Task objective> All of the records should come back exactly as written.

Records from a dataset>
══════
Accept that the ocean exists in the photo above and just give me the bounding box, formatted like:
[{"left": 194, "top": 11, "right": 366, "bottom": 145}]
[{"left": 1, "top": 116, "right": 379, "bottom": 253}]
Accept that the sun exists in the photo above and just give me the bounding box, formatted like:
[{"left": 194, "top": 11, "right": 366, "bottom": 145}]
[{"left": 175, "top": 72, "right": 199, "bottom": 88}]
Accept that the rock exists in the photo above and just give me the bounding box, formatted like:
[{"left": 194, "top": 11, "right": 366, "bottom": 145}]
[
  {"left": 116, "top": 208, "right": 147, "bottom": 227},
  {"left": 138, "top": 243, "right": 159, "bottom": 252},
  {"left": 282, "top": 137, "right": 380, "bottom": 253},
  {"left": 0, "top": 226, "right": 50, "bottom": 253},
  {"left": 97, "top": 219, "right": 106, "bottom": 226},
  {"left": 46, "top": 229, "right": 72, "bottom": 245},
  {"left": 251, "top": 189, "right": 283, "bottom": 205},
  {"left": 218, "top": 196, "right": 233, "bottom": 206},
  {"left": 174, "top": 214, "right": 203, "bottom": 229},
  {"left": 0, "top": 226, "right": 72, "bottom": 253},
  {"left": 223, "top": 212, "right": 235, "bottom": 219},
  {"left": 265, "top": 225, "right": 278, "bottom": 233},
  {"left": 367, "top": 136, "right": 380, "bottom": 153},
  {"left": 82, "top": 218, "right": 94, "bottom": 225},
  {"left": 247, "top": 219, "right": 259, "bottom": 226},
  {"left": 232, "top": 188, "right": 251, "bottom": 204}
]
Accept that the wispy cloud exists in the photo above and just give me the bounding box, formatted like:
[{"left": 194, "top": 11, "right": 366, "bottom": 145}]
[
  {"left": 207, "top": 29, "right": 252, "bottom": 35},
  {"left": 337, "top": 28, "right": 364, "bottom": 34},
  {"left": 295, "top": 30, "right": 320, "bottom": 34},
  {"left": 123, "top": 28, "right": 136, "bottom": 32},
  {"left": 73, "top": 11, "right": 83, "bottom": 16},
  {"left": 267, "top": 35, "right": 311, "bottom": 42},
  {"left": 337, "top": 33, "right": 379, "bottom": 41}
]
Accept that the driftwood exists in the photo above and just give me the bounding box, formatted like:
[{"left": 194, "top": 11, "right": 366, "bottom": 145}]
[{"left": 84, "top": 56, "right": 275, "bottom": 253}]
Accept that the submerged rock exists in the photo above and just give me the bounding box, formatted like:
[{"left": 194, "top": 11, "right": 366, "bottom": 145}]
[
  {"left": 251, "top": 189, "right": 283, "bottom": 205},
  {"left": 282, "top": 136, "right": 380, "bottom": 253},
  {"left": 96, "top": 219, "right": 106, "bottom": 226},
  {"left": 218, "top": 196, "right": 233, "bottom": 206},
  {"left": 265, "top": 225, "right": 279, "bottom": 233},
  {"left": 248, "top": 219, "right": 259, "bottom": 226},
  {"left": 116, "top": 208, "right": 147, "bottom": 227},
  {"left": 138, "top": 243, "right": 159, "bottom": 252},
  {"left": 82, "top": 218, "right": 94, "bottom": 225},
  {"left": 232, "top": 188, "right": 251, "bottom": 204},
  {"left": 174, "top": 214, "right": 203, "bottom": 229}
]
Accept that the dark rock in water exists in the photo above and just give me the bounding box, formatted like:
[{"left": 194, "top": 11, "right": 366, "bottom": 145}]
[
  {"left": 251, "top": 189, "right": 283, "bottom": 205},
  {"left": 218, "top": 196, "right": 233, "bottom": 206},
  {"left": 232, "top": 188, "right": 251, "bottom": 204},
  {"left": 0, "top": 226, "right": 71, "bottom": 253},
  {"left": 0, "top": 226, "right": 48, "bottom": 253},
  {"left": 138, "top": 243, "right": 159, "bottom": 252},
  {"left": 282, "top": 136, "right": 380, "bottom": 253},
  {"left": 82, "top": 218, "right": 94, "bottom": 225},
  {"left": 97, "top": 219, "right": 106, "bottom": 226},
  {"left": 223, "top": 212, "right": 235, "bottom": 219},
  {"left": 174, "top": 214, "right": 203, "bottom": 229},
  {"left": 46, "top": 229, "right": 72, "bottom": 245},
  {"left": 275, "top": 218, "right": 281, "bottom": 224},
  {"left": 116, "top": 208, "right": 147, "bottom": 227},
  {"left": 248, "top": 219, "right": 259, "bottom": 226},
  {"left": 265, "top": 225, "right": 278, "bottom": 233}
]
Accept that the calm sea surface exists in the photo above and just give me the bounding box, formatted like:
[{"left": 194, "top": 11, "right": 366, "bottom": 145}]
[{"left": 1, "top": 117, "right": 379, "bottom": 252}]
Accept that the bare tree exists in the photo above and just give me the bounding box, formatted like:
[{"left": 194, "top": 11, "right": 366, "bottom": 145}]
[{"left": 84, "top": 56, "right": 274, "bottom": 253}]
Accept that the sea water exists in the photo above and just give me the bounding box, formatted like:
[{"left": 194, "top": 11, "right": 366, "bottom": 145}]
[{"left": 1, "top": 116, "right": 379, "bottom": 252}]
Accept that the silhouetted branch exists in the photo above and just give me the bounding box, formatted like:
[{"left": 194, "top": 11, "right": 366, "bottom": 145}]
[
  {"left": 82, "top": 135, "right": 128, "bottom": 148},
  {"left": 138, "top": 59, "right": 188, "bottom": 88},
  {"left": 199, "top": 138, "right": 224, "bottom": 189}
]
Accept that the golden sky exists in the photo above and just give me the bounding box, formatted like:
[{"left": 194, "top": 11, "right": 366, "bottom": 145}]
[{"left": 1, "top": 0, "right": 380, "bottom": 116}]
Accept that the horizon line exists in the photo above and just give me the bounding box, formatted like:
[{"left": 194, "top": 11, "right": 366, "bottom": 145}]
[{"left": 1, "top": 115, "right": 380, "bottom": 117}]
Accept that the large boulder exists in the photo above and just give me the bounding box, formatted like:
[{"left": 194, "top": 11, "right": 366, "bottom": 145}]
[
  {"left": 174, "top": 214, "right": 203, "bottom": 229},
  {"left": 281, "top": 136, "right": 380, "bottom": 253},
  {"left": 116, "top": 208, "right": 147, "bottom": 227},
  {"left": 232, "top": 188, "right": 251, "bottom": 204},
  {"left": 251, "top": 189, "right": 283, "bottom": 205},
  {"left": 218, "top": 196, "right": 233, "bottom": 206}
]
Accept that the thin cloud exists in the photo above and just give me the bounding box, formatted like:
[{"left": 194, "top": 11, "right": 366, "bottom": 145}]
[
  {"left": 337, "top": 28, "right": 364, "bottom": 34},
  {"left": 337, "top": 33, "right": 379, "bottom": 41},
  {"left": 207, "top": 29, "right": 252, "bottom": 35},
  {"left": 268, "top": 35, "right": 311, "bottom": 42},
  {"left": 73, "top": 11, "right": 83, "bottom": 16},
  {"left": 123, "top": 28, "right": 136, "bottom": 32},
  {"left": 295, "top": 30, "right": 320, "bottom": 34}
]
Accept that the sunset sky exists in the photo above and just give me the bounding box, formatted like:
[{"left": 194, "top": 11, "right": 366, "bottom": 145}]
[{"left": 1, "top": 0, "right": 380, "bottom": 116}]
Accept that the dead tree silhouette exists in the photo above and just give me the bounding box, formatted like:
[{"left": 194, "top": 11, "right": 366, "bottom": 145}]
══════
Result>
Accept that the ocean exists in the photo above and just give me the bounding box, formatted like:
[{"left": 194, "top": 11, "right": 366, "bottom": 145}]
[{"left": 1, "top": 116, "right": 379, "bottom": 253}]
Accept that the sun exists in the photo above and just give me the bounding box, formatted like:
[{"left": 194, "top": 11, "right": 366, "bottom": 145}]
[{"left": 175, "top": 72, "right": 199, "bottom": 88}]
Accept that the rock exists in the photo above and just give me the bounding box, formatted like:
[{"left": 194, "top": 11, "right": 366, "bottom": 145}]
[
  {"left": 116, "top": 208, "right": 147, "bottom": 227},
  {"left": 138, "top": 243, "right": 159, "bottom": 252},
  {"left": 282, "top": 137, "right": 380, "bottom": 253},
  {"left": 0, "top": 226, "right": 50, "bottom": 253},
  {"left": 97, "top": 219, "right": 106, "bottom": 226},
  {"left": 46, "top": 229, "right": 72, "bottom": 245},
  {"left": 251, "top": 189, "right": 283, "bottom": 205},
  {"left": 218, "top": 196, "right": 233, "bottom": 206},
  {"left": 174, "top": 214, "right": 203, "bottom": 229},
  {"left": 0, "top": 226, "right": 72, "bottom": 253},
  {"left": 223, "top": 212, "right": 235, "bottom": 219},
  {"left": 265, "top": 225, "right": 278, "bottom": 233},
  {"left": 367, "top": 136, "right": 380, "bottom": 153},
  {"left": 82, "top": 218, "right": 94, "bottom": 225},
  {"left": 247, "top": 219, "right": 259, "bottom": 226},
  {"left": 232, "top": 188, "right": 251, "bottom": 204}
]
Accept that the wispy cloud exists in the photo above and just give me the bounding box, formatted like:
[{"left": 194, "top": 11, "right": 366, "bottom": 145}]
[
  {"left": 207, "top": 29, "right": 252, "bottom": 35},
  {"left": 337, "top": 28, "right": 364, "bottom": 34},
  {"left": 295, "top": 30, "right": 320, "bottom": 34},
  {"left": 123, "top": 28, "right": 136, "bottom": 32},
  {"left": 73, "top": 11, "right": 83, "bottom": 16},
  {"left": 267, "top": 35, "right": 311, "bottom": 42},
  {"left": 337, "top": 33, "right": 379, "bottom": 41}
]
Accept that the driftwood exists in the photo above and just give me the bounding box, formatted like:
[{"left": 194, "top": 11, "right": 366, "bottom": 145}]
[{"left": 84, "top": 56, "right": 275, "bottom": 253}]
Accept that the submerged rock exists in the photo above and just give me the bounding box, formatted like:
[{"left": 194, "top": 11, "right": 366, "bottom": 145}]
[
  {"left": 251, "top": 189, "right": 283, "bottom": 205},
  {"left": 282, "top": 136, "right": 380, "bottom": 253},
  {"left": 96, "top": 219, "right": 106, "bottom": 226},
  {"left": 218, "top": 196, "right": 233, "bottom": 206},
  {"left": 265, "top": 225, "right": 279, "bottom": 233},
  {"left": 248, "top": 219, "right": 259, "bottom": 226},
  {"left": 116, "top": 208, "right": 147, "bottom": 227},
  {"left": 138, "top": 243, "right": 159, "bottom": 252},
  {"left": 82, "top": 218, "right": 94, "bottom": 225},
  {"left": 232, "top": 188, "right": 251, "bottom": 204},
  {"left": 174, "top": 214, "right": 203, "bottom": 229}
]
Accept that the dark rock in water exists in the photo above and just give me the bounding box, formatted like:
[{"left": 194, "top": 11, "right": 366, "bottom": 145}]
[
  {"left": 251, "top": 189, "right": 283, "bottom": 205},
  {"left": 218, "top": 196, "right": 233, "bottom": 206},
  {"left": 232, "top": 188, "right": 251, "bottom": 204},
  {"left": 0, "top": 226, "right": 71, "bottom": 253},
  {"left": 0, "top": 226, "right": 48, "bottom": 253},
  {"left": 138, "top": 243, "right": 159, "bottom": 252},
  {"left": 282, "top": 136, "right": 380, "bottom": 253},
  {"left": 82, "top": 218, "right": 94, "bottom": 225},
  {"left": 97, "top": 219, "right": 106, "bottom": 226},
  {"left": 223, "top": 212, "right": 235, "bottom": 219},
  {"left": 174, "top": 214, "right": 203, "bottom": 229},
  {"left": 46, "top": 229, "right": 72, "bottom": 245},
  {"left": 275, "top": 218, "right": 281, "bottom": 224},
  {"left": 116, "top": 208, "right": 147, "bottom": 227},
  {"left": 248, "top": 219, "right": 259, "bottom": 226},
  {"left": 265, "top": 225, "right": 278, "bottom": 233}
]
Accept that the calm sea surface exists in the photo above and just give me the bounding box, formatted like:
[{"left": 194, "top": 11, "right": 366, "bottom": 145}]
[{"left": 1, "top": 117, "right": 379, "bottom": 252}]
Accept that the bare tree exists in the photo above and just give me the bounding box, formatted like:
[{"left": 194, "top": 11, "right": 366, "bottom": 145}]
[{"left": 84, "top": 56, "right": 274, "bottom": 253}]
Accept that the sea water exists in the photo above and just give me the bounding box, formatted like:
[{"left": 194, "top": 11, "right": 366, "bottom": 145}]
[{"left": 1, "top": 116, "right": 379, "bottom": 252}]
Accept that the silhouetted branch exists in the photo above and just give me the bounding box, formatted like:
[{"left": 194, "top": 11, "right": 366, "bottom": 145}]
[
  {"left": 82, "top": 135, "right": 128, "bottom": 148},
  {"left": 138, "top": 59, "right": 188, "bottom": 88},
  {"left": 199, "top": 138, "right": 224, "bottom": 189}
]
Accept that the golden sky exists in the photo above and just give me the bounding box, formatted like:
[{"left": 194, "top": 11, "right": 366, "bottom": 145}]
[{"left": 1, "top": 0, "right": 380, "bottom": 116}]
Accept that the horizon line exists in the photo above and just give me the bounding box, formatted like:
[{"left": 194, "top": 11, "right": 366, "bottom": 145}]
[{"left": 1, "top": 115, "right": 380, "bottom": 117}]
Accept that the large boulder exists in the photo above and just give me the bounding box, formatted like:
[{"left": 194, "top": 11, "right": 366, "bottom": 145}]
[
  {"left": 174, "top": 214, "right": 203, "bottom": 229},
  {"left": 281, "top": 136, "right": 380, "bottom": 253},
  {"left": 116, "top": 208, "right": 147, "bottom": 227},
  {"left": 232, "top": 188, "right": 251, "bottom": 204},
  {"left": 251, "top": 189, "right": 283, "bottom": 205},
  {"left": 218, "top": 196, "right": 233, "bottom": 206}
]
Accept that the thin cloud exists in the photo above and just give me the bounding box, formatted like:
[{"left": 194, "top": 11, "right": 366, "bottom": 145}]
[
  {"left": 337, "top": 28, "right": 364, "bottom": 34},
  {"left": 337, "top": 33, "right": 379, "bottom": 41},
  {"left": 207, "top": 29, "right": 252, "bottom": 35},
  {"left": 268, "top": 35, "right": 311, "bottom": 42},
  {"left": 73, "top": 11, "right": 83, "bottom": 16},
  {"left": 123, "top": 28, "right": 136, "bottom": 32},
  {"left": 295, "top": 30, "right": 320, "bottom": 34}
]
Accept that the sunset sky exists in the photo above and just give me the bounding box, formatted like:
[{"left": 194, "top": 11, "right": 366, "bottom": 145}]
[{"left": 1, "top": 0, "right": 380, "bottom": 116}]
Accept that the dead tree silhouette exists in the photo above and just give me the bounding box, formatted like:
[{"left": 194, "top": 11, "right": 366, "bottom": 145}]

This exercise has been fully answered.